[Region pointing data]
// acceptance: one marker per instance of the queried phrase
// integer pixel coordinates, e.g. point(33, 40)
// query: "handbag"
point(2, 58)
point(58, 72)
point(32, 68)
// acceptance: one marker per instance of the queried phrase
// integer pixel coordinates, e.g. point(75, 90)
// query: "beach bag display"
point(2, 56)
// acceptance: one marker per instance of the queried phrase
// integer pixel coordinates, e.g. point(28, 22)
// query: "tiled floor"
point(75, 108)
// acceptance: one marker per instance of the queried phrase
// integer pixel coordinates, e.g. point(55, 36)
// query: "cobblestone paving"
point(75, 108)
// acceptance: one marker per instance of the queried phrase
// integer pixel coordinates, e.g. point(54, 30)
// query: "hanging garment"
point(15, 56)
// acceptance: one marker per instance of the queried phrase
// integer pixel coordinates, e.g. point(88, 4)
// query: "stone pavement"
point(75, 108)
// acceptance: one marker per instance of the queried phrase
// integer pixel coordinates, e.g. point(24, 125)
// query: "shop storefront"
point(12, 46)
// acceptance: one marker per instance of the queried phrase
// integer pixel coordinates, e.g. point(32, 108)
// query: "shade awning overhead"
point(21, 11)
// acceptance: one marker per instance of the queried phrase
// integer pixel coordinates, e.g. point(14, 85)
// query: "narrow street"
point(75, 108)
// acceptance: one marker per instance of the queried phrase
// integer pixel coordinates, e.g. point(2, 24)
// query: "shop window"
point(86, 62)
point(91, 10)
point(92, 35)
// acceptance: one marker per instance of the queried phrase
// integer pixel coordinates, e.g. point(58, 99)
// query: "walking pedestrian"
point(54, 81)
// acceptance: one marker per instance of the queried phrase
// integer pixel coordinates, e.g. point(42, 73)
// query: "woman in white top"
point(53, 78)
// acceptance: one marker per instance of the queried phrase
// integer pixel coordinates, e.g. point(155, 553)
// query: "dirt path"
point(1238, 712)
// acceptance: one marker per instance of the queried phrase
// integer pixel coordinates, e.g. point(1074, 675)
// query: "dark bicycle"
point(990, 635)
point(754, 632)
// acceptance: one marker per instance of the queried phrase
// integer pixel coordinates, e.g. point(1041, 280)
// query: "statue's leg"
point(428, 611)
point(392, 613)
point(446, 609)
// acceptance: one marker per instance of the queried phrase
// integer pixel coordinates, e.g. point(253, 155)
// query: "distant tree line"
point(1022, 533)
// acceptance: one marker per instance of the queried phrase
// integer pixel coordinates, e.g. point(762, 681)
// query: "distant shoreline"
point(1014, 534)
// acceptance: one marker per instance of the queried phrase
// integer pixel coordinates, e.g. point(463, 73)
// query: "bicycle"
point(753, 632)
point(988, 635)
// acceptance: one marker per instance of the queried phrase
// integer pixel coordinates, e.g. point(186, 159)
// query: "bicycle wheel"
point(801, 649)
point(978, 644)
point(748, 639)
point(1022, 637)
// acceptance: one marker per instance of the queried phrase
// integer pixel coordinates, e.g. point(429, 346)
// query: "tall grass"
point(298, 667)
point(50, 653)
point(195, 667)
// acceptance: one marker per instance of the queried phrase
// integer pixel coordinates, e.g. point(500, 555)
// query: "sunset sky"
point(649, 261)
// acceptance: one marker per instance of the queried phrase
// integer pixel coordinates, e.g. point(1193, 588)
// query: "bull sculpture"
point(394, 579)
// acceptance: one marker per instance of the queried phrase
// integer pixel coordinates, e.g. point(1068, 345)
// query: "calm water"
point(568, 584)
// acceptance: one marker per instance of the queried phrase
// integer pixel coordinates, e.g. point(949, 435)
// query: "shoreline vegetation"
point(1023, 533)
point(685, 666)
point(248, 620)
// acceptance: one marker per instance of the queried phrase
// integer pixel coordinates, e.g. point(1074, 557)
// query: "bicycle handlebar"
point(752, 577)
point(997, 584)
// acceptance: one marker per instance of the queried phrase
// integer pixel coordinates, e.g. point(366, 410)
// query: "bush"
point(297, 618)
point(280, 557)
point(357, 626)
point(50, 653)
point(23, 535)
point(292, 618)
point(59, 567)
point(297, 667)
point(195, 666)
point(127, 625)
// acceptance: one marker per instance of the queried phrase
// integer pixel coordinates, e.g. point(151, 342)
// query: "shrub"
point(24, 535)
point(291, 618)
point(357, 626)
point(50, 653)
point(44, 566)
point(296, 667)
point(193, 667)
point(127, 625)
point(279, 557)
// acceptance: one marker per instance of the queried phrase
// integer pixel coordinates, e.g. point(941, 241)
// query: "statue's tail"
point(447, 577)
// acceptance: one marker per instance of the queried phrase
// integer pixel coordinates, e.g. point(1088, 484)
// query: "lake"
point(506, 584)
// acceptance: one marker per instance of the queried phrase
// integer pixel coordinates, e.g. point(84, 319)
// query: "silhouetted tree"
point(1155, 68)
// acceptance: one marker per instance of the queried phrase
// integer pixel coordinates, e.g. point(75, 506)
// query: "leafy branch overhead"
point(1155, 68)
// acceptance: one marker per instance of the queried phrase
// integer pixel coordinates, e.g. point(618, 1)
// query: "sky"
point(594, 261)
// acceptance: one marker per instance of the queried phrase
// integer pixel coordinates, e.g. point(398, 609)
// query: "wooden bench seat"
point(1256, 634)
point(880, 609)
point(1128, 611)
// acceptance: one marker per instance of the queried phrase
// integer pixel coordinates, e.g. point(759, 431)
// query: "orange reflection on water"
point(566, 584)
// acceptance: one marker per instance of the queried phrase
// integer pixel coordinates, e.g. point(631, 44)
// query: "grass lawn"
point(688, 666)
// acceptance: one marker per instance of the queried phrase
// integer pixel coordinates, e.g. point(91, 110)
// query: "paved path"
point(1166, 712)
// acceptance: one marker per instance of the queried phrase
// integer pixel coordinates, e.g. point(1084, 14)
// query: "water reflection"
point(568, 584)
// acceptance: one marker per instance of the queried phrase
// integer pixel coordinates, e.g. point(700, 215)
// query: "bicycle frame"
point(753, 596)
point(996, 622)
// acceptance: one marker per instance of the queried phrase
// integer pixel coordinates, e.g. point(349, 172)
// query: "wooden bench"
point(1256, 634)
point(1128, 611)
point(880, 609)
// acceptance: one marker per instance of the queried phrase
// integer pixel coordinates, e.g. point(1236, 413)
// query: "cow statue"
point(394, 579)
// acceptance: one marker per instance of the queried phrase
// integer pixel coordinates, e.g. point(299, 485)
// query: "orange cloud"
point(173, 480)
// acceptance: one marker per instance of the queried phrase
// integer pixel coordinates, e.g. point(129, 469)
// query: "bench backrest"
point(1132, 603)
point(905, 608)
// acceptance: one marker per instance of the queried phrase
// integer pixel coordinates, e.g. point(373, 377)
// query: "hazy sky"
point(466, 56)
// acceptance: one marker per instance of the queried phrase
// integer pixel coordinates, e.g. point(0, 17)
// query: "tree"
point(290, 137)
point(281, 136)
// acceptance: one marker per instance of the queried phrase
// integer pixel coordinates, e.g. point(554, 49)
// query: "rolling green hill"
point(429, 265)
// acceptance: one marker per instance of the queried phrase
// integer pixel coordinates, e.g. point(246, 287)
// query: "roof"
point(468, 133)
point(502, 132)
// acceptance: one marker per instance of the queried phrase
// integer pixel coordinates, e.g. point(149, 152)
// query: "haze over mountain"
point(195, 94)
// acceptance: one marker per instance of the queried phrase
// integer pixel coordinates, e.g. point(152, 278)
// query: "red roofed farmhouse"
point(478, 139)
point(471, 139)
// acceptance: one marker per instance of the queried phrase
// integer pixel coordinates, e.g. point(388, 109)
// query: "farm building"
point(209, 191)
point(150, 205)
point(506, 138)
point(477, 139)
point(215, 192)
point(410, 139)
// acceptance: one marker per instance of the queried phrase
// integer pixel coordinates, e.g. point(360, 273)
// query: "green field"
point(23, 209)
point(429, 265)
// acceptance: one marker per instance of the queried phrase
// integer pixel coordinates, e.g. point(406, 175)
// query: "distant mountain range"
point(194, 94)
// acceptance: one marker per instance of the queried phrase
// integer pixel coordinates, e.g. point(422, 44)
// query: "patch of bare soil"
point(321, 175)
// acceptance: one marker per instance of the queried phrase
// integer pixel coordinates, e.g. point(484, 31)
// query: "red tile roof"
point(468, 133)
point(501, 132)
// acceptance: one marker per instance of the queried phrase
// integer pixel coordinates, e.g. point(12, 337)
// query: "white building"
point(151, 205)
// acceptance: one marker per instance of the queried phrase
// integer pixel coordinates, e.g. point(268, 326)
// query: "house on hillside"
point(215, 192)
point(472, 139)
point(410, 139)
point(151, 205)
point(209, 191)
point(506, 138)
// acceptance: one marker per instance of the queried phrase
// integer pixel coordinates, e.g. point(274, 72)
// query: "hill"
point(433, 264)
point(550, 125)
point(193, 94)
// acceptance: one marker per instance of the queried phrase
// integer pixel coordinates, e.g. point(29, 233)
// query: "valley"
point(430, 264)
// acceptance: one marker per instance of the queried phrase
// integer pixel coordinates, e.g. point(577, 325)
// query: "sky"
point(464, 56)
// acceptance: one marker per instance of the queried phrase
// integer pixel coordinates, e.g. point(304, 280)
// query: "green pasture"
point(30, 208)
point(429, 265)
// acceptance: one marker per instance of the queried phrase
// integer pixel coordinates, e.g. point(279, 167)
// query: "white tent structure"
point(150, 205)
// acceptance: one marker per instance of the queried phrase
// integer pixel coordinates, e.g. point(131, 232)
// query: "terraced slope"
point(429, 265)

-- TASK GOAL --
Above are records; repeat only the lines starting at the line with "e.g. point(429, 346)" and ending at the line with "e.g. point(366, 410)", exactly as they appear, both included.

-- WRITTEN REPLY --
// integer pixel coordinates, e.g. point(429, 346)
// query: "tall grass"
point(298, 667)
point(50, 653)
point(195, 667)
// acceptance: one marker per instance of the queried phrase
// integer pixel coordinates, e.g. point(500, 555)
// query: "sunset sky"
point(649, 261)
// acceptance: one marker per instance of the queried phrase
// integer pixel coordinates, e.g. point(1193, 588)
// query: "bull sculpture"
point(394, 579)
// acceptance: one marker per instance of the queried phrase
// integer pixel coordinates, e.g. point(1068, 345)
// query: "calm water"
point(568, 584)
// acceptance: one marker per instance of the queried phrase
// integer pixel coordinates, e.g. point(949, 435)
// query: "shoreline vegetation"
point(1023, 533)
point(685, 666)
point(248, 620)
// acceptance: one marker per instance of the queried phrase
// integer pixel coordinates, e.g. point(1074, 557)
// query: "bicycle handlebar"
point(752, 577)
point(997, 584)
// acceptance: one marker per instance of the queried phrase
// integer pixel coordinates, e.g. point(366, 410)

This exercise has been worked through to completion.